→ **Your objective**
Gather every line in the data below that contains the word "laptop", and list those lines one per line.

→ **Supplied data**
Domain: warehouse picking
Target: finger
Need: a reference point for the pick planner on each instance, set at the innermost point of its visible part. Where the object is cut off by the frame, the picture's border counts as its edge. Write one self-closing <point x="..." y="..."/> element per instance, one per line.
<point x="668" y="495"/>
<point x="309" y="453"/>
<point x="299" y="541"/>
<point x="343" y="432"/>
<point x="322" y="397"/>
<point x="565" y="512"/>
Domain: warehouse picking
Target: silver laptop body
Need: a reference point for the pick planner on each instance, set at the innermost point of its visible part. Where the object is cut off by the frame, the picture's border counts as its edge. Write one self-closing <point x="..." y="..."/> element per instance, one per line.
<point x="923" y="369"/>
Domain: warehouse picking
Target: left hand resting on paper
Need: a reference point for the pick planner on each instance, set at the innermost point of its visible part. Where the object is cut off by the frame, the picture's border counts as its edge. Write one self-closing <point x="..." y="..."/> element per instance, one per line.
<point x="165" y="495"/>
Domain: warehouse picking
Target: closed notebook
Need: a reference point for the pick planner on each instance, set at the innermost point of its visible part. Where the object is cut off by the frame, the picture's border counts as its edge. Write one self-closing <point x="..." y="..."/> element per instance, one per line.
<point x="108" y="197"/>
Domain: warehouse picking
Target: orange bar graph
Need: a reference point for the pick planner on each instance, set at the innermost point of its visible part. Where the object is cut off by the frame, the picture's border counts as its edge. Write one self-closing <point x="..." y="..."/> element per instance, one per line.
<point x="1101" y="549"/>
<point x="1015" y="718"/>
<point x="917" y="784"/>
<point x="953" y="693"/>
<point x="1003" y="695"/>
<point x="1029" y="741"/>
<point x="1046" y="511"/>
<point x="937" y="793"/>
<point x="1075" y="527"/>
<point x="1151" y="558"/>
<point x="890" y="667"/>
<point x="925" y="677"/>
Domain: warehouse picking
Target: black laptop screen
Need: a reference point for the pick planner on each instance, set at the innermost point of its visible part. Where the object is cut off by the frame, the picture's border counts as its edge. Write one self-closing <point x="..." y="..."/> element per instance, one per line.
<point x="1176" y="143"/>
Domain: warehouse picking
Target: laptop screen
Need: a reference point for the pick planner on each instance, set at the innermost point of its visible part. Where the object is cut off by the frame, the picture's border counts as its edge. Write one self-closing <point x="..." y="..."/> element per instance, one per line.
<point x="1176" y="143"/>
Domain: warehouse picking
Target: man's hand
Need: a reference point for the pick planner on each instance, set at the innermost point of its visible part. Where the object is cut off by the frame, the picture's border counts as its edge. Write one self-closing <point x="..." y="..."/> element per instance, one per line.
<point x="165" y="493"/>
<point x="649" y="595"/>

→ **Completed task**
Target: silver laptop body
Target: black laptop screen
Target: laptop screen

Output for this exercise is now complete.